▶ **Text excerpt**:
§ §

For example, let’s say you’re 25-years-old, earning $50,000 annually, and your employer offers a 401(k) plan. For each of the remaining examples, we’ll assume your employer doesn’t match contributions, and assume a 7% annual rate of return on investments reflecting a mix of stocks and bonds in your plan.
If you want your 401(k) plan balance to match your salary by age 30, you’ll need to contribute
17% of your income — or about $8,500 per year — to your plan. With a 7% annual rate of return, that’ll give you a balance of $50,717.
If you expect to be earning $75,000 per year by the time you’re 35, you’ll need to have $150,000 in your plan by the time you reach that age.
Assuming your income averages $62,500 per year between the ages of 30 and 35, you’ll need to contribute 21% of your income, or $13,125 per year, to reach the $150,000 threshold in your plan.
Looking long-term, at retirement at age 67, let’s assume your income will grow to $100,000 between age 35 and 67. In this scenario, your average annual income is $87,500. Since you expect to earn $100,000 just before retiring, you should have $1 million sitting in your 401(k) plan.
What will it take to reach that goal?
Absolutely nothing!

§ §

▶ **Problem description**: Rewrite the stretch of the 401(k) savings text from "If you expect" through "Absolutely nothing!", switching "threshold" to "target". This material comes from a separate source.

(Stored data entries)
§ §

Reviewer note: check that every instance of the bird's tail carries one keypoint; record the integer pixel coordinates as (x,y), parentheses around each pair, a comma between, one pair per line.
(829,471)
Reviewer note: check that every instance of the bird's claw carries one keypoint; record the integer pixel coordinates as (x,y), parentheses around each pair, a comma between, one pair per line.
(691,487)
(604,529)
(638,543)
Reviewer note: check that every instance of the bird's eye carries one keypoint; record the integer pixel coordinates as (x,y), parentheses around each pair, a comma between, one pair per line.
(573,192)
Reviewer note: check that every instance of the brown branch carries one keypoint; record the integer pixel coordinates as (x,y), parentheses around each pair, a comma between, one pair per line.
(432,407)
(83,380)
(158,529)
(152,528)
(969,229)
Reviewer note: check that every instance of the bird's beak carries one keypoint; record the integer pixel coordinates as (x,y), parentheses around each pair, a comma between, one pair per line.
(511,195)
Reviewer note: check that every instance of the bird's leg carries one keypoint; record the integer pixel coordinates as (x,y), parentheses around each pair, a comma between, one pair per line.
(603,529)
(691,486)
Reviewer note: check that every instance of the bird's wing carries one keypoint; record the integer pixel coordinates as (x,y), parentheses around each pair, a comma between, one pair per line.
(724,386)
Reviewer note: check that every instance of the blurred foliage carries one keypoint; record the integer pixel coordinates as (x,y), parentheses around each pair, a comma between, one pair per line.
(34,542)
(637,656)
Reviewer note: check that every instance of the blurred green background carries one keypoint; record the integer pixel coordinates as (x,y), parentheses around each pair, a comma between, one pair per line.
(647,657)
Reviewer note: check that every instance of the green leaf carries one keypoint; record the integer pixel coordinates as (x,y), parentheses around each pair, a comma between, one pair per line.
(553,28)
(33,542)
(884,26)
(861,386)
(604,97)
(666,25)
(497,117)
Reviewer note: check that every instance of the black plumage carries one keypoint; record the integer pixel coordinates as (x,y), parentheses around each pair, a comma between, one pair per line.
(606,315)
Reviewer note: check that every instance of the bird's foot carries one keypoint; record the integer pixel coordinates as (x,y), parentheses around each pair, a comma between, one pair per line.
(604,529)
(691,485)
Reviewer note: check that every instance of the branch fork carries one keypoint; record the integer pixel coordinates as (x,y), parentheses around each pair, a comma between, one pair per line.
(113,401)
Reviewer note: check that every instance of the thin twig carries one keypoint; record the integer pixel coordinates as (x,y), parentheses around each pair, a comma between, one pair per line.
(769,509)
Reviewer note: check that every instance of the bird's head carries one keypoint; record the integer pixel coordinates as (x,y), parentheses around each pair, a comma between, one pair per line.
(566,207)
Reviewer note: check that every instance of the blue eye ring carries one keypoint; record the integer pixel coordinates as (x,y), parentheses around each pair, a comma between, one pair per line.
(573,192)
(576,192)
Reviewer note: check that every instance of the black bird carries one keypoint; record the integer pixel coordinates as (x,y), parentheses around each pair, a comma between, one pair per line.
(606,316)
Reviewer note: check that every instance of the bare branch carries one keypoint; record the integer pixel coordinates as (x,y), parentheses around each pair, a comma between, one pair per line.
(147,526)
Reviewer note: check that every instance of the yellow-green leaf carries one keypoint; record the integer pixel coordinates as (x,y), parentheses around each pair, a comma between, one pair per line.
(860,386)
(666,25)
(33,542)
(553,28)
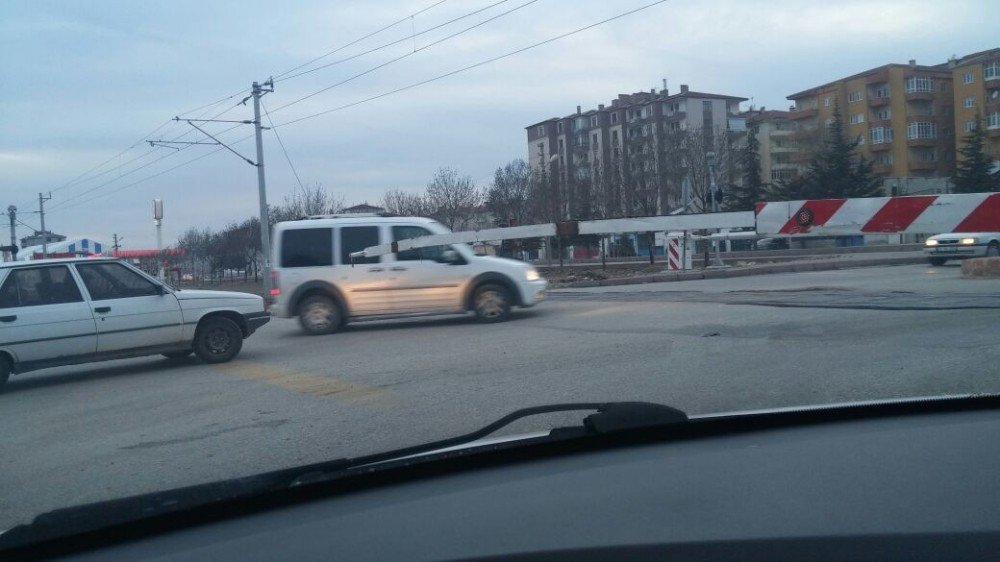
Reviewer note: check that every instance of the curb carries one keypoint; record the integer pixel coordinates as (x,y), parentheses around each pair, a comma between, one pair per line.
(797,267)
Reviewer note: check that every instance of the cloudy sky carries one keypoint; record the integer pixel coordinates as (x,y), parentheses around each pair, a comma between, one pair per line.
(85,83)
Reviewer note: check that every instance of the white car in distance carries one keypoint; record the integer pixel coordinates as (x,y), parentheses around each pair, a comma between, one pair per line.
(315,278)
(70,311)
(961,245)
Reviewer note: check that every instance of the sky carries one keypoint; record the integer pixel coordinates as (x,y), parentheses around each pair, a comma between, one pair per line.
(85,84)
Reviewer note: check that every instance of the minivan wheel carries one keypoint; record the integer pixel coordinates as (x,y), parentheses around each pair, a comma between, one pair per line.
(491,303)
(319,315)
(218,340)
(5,370)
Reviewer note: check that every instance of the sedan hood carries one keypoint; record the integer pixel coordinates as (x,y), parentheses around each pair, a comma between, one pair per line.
(202,294)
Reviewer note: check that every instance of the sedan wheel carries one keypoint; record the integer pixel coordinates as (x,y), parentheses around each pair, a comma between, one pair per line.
(491,303)
(218,340)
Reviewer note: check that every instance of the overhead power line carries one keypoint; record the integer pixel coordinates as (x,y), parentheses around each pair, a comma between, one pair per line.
(391,43)
(283,149)
(401,57)
(281,76)
(472,66)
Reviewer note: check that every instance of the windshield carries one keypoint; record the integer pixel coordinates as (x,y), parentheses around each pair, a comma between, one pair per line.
(718,207)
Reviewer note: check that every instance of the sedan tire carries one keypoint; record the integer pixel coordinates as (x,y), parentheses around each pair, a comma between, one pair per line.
(218,340)
(491,303)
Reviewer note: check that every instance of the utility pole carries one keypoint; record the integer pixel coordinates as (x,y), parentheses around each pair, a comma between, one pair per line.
(12,214)
(41,213)
(265,223)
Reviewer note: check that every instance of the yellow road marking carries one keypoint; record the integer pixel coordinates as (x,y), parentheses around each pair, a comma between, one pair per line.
(301,381)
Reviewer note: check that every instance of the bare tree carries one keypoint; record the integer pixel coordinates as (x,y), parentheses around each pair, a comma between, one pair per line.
(404,203)
(507,197)
(454,198)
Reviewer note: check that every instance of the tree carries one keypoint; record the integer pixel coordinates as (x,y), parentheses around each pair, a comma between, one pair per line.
(453,198)
(972,175)
(745,195)
(835,172)
(405,204)
(507,197)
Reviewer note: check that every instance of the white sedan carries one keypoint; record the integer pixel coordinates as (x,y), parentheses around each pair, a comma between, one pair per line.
(65,312)
(961,245)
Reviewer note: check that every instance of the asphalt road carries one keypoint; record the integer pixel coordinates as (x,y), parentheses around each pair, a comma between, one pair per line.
(88,433)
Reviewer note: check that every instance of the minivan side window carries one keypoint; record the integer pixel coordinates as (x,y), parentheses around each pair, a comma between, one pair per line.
(307,247)
(432,253)
(35,286)
(355,239)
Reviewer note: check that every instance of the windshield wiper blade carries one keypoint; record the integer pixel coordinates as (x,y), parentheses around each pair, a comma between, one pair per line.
(609,417)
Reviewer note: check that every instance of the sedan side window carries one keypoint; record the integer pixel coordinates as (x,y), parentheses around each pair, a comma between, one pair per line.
(106,281)
(39,285)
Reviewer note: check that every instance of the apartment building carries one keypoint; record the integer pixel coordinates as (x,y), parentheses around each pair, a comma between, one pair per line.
(902,116)
(976,80)
(627,133)
(779,152)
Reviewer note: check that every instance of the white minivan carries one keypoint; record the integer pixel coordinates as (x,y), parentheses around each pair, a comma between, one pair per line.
(316,280)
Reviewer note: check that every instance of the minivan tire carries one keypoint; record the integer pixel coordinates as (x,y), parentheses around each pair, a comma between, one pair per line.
(217,340)
(319,315)
(5,370)
(491,303)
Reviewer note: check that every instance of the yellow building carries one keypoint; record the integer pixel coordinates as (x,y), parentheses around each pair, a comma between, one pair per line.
(977,94)
(902,116)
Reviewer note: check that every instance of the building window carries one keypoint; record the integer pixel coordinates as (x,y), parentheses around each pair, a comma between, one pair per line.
(918,84)
(991,70)
(920,130)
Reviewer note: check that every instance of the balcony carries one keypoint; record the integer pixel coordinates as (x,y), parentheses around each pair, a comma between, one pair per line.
(921,165)
(805,113)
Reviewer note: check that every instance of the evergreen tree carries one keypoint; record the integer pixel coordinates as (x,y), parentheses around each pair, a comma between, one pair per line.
(744,197)
(973,175)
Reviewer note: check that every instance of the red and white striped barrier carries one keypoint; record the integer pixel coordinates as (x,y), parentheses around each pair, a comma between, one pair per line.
(925,214)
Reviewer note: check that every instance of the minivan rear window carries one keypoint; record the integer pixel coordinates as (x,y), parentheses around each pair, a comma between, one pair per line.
(307,247)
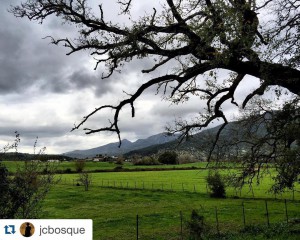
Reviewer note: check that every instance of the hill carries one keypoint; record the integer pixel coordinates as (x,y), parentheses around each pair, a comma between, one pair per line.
(113,149)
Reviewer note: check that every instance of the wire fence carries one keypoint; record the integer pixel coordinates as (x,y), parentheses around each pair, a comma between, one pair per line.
(261,191)
(218,219)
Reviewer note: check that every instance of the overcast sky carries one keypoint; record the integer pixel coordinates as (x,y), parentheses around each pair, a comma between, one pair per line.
(44,93)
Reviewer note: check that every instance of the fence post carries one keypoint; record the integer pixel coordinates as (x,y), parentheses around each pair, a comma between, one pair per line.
(244,216)
(286,214)
(267,213)
(217,221)
(137,226)
(181,229)
(293,193)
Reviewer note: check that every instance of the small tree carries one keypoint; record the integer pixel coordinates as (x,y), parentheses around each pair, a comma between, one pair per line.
(79,165)
(22,193)
(168,158)
(85,179)
(216,185)
(196,226)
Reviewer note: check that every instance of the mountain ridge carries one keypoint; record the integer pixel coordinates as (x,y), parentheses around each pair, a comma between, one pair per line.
(113,149)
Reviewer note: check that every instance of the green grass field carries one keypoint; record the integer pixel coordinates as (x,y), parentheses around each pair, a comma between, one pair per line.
(159,197)
(115,198)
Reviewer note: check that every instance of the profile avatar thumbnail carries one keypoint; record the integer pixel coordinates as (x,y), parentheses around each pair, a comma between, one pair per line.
(27,229)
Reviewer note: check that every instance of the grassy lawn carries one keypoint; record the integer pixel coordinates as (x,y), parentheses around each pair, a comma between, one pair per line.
(114,207)
(160,198)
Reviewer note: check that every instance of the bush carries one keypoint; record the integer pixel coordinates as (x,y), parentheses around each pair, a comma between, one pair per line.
(216,185)
(186,158)
(196,226)
(68,170)
(168,158)
(79,165)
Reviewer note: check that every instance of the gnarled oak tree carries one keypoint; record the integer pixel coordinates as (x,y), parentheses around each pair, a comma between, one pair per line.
(258,38)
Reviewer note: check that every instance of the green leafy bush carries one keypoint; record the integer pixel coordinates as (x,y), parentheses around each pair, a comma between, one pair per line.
(216,184)
(168,158)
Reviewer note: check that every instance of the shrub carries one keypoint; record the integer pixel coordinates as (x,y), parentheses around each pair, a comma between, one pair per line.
(196,226)
(186,158)
(79,165)
(68,170)
(168,158)
(216,185)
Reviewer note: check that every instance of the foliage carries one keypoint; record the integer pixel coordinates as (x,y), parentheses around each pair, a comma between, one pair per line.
(23,193)
(168,158)
(211,45)
(186,158)
(196,226)
(79,165)
(85,179)
(146,161)
(216,185)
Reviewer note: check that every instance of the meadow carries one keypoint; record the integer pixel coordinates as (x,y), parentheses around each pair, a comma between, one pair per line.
(163,201)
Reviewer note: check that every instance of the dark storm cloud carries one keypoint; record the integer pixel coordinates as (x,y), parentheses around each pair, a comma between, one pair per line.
(28,61)
(34,131)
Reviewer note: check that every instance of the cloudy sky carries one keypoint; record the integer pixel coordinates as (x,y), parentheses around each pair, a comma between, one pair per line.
(44,93)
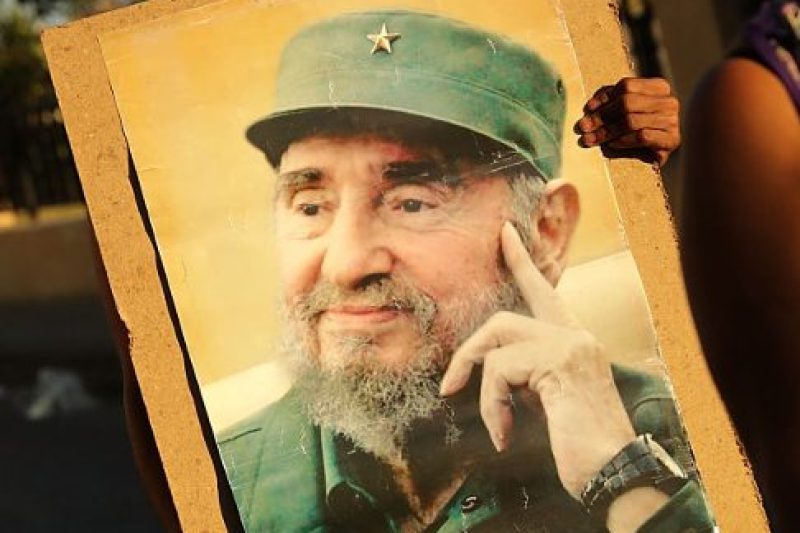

§ §

▶ **Result of the exercise**:
If you expect to be earning $75,000 per year by the time you’re 35, you’ll need to have $150,000 in your plan by the time you reach that age.
Assuming your income averages $62,500 per year between the ages of 30 and 35, you’ll need to contribute 21% of your income, or $13,125 per year, to reach the $150,000 target in your plan.
Looking long-term, at retirement at age 67, let’s assume your income will grow to $100,000 between age 35 and 67. In this scenario, your average annual income is $87,500. Since you expect to earn $100,000 just before retiring, you should have $1 million sitting in your 401(k) plan.
What will it take to reach that goal?
Absolutely nothing!